● **DATA SHOWN**
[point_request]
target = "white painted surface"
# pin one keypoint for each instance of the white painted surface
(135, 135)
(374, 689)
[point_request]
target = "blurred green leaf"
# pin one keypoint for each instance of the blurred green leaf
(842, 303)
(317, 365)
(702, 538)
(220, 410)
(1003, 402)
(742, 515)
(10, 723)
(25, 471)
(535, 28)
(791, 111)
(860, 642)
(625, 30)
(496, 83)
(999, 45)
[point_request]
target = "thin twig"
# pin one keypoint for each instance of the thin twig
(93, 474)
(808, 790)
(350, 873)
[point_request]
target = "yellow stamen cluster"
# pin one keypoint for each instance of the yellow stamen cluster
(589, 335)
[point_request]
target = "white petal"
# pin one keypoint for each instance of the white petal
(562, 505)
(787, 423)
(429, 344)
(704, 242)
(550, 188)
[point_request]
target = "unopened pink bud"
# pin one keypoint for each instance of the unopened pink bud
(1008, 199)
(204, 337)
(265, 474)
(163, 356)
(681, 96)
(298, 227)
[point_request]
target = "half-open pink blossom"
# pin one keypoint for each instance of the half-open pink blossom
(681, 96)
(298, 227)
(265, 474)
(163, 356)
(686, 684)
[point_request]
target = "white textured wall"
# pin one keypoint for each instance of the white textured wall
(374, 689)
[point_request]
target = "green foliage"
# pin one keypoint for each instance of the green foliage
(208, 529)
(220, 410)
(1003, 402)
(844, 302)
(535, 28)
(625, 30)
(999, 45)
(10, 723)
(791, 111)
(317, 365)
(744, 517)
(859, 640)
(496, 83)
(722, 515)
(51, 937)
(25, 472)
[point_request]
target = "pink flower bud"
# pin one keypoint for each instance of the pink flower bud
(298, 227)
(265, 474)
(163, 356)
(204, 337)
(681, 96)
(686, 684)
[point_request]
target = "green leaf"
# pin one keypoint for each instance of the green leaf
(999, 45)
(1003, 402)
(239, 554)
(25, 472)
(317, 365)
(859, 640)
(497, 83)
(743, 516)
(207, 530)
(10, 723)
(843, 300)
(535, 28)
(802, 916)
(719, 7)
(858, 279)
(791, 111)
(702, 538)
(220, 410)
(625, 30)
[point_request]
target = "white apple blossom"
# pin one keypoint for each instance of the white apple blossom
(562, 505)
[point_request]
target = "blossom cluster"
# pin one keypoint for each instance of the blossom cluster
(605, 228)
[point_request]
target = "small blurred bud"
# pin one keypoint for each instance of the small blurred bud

● **EXERCISE TASK**
Every entry above should be retyped exactly as shown.

● **RESULT**
[point_request]
target = "white painted surface"
# pin one keypoint for each instance of the white painted surface
(135, 135)
(374, 689)
[point_request]
target = "blurred green leaf"
# pin one keypoint for each instance of the blurred green leaf
(842, 303)
(317, 365)
(702, 538)
(220, 410)
(1003, 402)
(742, 515)
(10, 723)
(25, 471)
(535, 28)
(791, 111)
(860, 642)
(625, 30)
(496, 83)
(999, 45)
[point_request]
target = "thin twig"
# pin one keypoint for each instance of the thin twig
(93, 474)
(808, 790)
(350, 873)
[point_request]
target = "yellow stamen cluster"
# pin one keypoint for each instance of the yellow stamen cluster
(589, 335)
[point_request]
target = "white petal"
# pin one keypoint for each instance of the white petal
(562, 505)
(787, 423)
(429, 344)
(704, 242)
(550, 188)
[point_request]
target = "unopened pink bud"
# pin one keypoint for each instance of the unopened pink bud
(1008, 199)
(204, 337)
(265, 474)
(163, 356)
(681, 96)
(298, 227)
[point_request]
target = "half-open pink blossom"
# pin one keypoint for each instance of the half-open pink blossom
(681, 96)
(298, 227)
(265, 474)
(163, 356)
(686, 684)
[point_request]
target = "white textured wall"
# pin one keypoint for each instance of the white textured wall
(374, 689)
[point_request]
target = "green foliage"
# pin one keypoint for each instance of the green foliage
(208, 529)
(220, 410)
(1003, 402)
(844, 302)
(535, 28)
(625, 30)
(999, 45)
(10, 723)
(791, 111)
(317, 365)
(744, 517)
(859, 640)
(496, 83)
(722, 515)
(51, 937)
(25, 472)
[point_request]
target = "pink flower bud"
# pin one keypoint for each instance of the pink flower bud
(298, 227)
(265, 474)
(163, 356)
(204, 337)
(681, 96)
(686, 684)
[point_request]
target = "green leaf"
# pin one keypoint for each instance of the green leaf
(999, 45)
(1003, 402)
(239, 554)
(25, 472)
(317, 365)
(859, 640)
(497, 83)
(743, 516)
(207, 530)
(10, 723)
(843, 300)
(535, 28)
(802, 916)
(719, 7)
(858, 279)
(791, 111)
(702, 538)
(220, 410)
(625, 30)
[point_request]
target = "white apple blossom"
# pin one keypoint for each instance of the white apple blossom
(562, 505)
[point_request]
target = "blossom cluster"
# pin one keypoint for each instance of the blossom cluster
(605, 228)
[point_request]
target = "small blurred bud"
# pin one keypoint for each instance of the small blurred bud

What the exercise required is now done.